■ Objective: Pick up the kayak fishing thread after its final sentence and keep it going.

::: Quoted passage :::

# Kayaking



## Fish-N-Dip72 (May 21, 2013)

I am getting a Kayak towards the end of this month and I'm super stoked. 

The only questions I have about fishing out of a kayak are 
1) id getting a anchor system worth it?
2) electronics? yes or no.
3) Is it easier to have a smaller rod and reel combo? 

Thanks yall


----------



## tpat (Apr 4, 2008)

very exciting. you will have a blast. i rented yaks for years and recently bought a used one.

1) anchors can be dangerous in rivers. i say do without. ive never felt the need to drop an anchor. i just jump out if there's a spot i want to cast a few more times in, or i'll paddle back up a bit. 

2) electronics- also not necessary but if it's in the budget, go for it. it would be nice to get an instant depth reading some times, but im doing fine without so far. batteries are heavy too!

3) smaller fishing rods wont save you much room or make anything much easier. fish with what you are comfortable with. i use a medium action rod but some guys really love ultra lights. 

good luck and have fun!


----------



## Zorro (Jul 22, 2013)

Fish-N-Dip72 said:


> I am getting a Kayak towards the end of this month and I'm super stoked.
> 
> The only questions I have about fishing out of a kayak are
> 1) id getting a anchor system worth it?
> ...


I just got my first kayak a few weeks ago. Fished 3 times out of it now (oshaughnessy twice and prairie oaks north pond). It came with the anchor and I used it in oshaughnessy. I was happy to have it here actually. It was a windy day and I was being pushed faster than i wanted to be. I don't think it was dangerous at all. I wouldn't recommend using it in fast current...but it worked well around the Home Rd part of Oshaughn.

::: Provided information :::

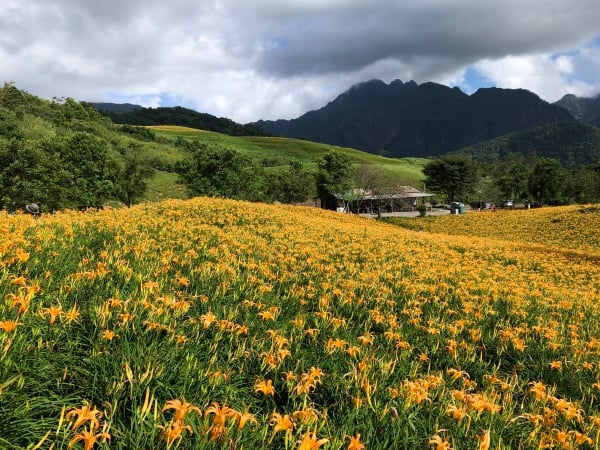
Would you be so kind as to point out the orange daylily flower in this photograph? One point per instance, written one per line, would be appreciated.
(265, 387)
(310, 442)
(181, 408)
(85, 414)
(281, 423)
(88, 438)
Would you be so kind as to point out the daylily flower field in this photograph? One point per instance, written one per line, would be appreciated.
(226, 325)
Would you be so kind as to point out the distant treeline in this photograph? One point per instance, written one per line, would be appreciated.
(183, 117)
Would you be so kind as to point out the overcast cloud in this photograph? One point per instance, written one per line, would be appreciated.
(272, 59)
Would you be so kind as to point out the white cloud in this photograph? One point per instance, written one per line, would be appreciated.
(249, 60)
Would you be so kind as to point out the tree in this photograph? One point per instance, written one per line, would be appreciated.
(548, 181)
(220, 172)
(334, 177)
(291, 185)
(28, 174)
(455, 176)
(514, 181)
(88, 173)
(133, 176)
(583, 185)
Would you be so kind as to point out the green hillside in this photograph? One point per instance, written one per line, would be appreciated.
(38, 136)
(574, 144)
(277, 151)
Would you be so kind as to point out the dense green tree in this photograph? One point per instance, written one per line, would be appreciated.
(133, 175)
(334, 177)
(89, 173)
(548, 181)
(454, 176)
(583, 186)
(294, 184)
(28, 173)
(513, 179)
(221, 172)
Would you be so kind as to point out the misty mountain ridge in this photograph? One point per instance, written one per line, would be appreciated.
(582, 108)
(408, 119)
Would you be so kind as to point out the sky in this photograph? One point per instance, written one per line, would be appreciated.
(277, 59)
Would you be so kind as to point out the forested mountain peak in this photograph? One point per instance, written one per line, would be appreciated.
(429, 119)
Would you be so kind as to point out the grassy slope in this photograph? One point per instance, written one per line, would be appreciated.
(282, 150)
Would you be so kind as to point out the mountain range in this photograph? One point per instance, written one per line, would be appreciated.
(407, 119)
(402, 119)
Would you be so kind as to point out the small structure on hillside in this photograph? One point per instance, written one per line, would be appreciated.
(367, 201)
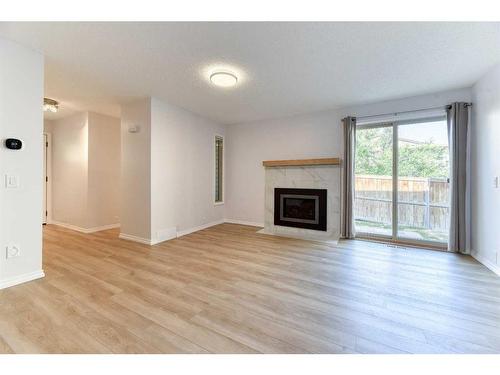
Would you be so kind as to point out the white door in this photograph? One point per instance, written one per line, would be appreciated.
(44, 183)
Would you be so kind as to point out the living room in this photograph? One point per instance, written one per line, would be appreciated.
(249, 187)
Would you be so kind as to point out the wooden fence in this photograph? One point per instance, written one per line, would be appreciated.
(423, 202)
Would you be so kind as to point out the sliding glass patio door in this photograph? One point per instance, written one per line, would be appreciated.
(374, 180)
(401, 181)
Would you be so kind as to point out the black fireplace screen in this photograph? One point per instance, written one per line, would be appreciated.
(300, 208)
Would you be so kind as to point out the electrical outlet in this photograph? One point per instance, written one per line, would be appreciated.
(13, 251)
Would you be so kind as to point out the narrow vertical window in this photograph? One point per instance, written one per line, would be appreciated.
(219, 157)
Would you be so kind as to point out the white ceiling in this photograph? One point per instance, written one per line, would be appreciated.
(284, 68)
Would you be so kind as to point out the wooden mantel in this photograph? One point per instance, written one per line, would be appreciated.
(301, 162)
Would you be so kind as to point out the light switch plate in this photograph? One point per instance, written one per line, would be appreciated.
(13, 251)
(11, 181)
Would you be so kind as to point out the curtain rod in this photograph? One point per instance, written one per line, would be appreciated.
(415, 110)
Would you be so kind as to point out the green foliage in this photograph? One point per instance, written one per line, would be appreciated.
(374, 155)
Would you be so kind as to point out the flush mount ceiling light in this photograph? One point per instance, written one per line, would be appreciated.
(223, 79)
(50, 105)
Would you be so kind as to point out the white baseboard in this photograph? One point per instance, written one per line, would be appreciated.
(200, 227)
(85, 230)
(5, 283)
(129, 237)
(242, 222)
(488, 264)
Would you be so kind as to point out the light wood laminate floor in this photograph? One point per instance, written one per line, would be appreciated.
(227, 289)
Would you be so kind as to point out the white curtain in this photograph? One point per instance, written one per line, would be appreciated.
(347, 229)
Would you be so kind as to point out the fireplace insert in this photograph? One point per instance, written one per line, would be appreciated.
(300, 208)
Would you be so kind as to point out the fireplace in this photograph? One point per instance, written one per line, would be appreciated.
(300, 208)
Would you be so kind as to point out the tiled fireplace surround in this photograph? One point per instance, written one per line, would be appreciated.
(304, 177)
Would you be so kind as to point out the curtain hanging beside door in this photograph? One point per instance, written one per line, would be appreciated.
(458, 122)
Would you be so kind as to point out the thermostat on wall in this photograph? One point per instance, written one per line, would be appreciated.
(13, 144)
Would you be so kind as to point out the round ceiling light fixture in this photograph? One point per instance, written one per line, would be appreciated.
(50, 105)
(223, 79)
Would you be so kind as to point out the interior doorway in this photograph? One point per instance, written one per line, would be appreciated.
(402, 181)
(46, 178)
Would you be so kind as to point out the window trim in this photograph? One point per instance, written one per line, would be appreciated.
(221, 202)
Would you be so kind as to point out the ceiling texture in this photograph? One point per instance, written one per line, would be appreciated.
(283, 68)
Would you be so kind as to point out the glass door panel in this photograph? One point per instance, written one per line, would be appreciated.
(423, 181)
(373, 170)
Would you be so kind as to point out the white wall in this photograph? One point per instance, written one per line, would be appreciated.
(21, 98)
(69, 169)
(167, 171)
(135, 207)
(182, 171)
(85, 155)
(247, 145)
(306, 136)
(103, 170)
(485, 165)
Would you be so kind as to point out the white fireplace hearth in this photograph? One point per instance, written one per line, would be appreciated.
(317, 174)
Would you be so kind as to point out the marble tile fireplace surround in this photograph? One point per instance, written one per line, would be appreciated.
(317, 182)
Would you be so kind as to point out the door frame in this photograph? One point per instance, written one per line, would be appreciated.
(47, 179)
(394, 237)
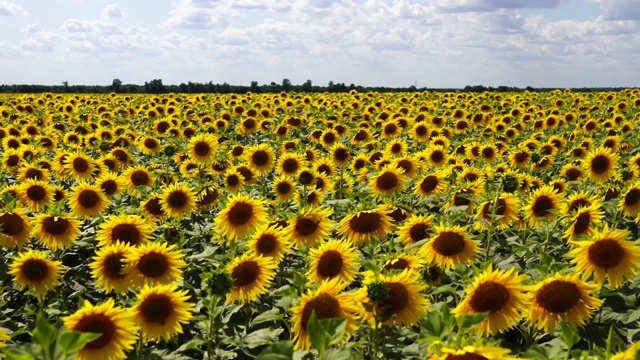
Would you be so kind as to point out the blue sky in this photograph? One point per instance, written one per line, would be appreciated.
(434, 43)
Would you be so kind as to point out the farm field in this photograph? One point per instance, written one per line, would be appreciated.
(424, 225)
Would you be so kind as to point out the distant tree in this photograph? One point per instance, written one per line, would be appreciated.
(116, 84)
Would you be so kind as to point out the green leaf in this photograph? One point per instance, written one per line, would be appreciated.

:::

■ Result of the task:
it's a 3lb anchor. i've read that you can use a dumbell as well. get something cheap in case it gets stuck. Mine got wrapped up around a big stick. I was able to pull it out eventually by rowing up stream and pulling. I thought I was going to cut it loose but managed to get it.

When fishing pairie oaks pond, i never used my anchor. it was a calm day with no wind so i just kept my paddle in my lap and used it occasionally to get in to position. 

I have no electronics yet. 

as for rods, I keep 3 rods with me at all times. i have 3 rod holders on mine so it's easy to keep them with me. i have an ultra light and two mediums with me.

Good luck!


----------



## FOSR (Apr 16, 2008)

I'm surprised at how few people I see yakking, considering what pretty streams we have.


----------



## Zorro (Jul 22, 2013)

FOSR said:


> I'm surprised at how few people I see yakking, considering what pretty streams we have.


It's a cheap way to gain access to remote spots. The only downside of owning one of these is storage. I need a better way to store this in my garage. I thought about keeping it outside but I'd rather not have it in the elements year round.


----------



## Fish-N-Dip72 (May 21, 2013)

all great info thanks guys!


----------



## Govbarney (Jan 3, 2011)

I am on mine in one of the central ohio rivers, and sometimes Lake Erie at least once a week from Ice out till December if I can get away with it.

Right now I am in the process of getting a trolling motor installed on mine by bassyaks so I can free my hands while fishing and still have control. 

1) I think getting an anchor system (trolly system) is worth it. I anchor all the time in rivers, just use common sense and never anchor off the side of your craft.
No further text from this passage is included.